DATA IN THIS EXERCISE:
........

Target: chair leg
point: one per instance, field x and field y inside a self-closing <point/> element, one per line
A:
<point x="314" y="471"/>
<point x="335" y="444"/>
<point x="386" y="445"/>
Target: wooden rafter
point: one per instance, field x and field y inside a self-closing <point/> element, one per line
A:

........

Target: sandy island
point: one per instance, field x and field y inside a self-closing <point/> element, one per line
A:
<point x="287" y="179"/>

........

THE PROBLEM: Scan the lines above, and whenever one holds the string "Target", copy it.

RESPONSE TO THE EXERCISE:
Target: chair leg
Target: wooden rafter
Target: sandy island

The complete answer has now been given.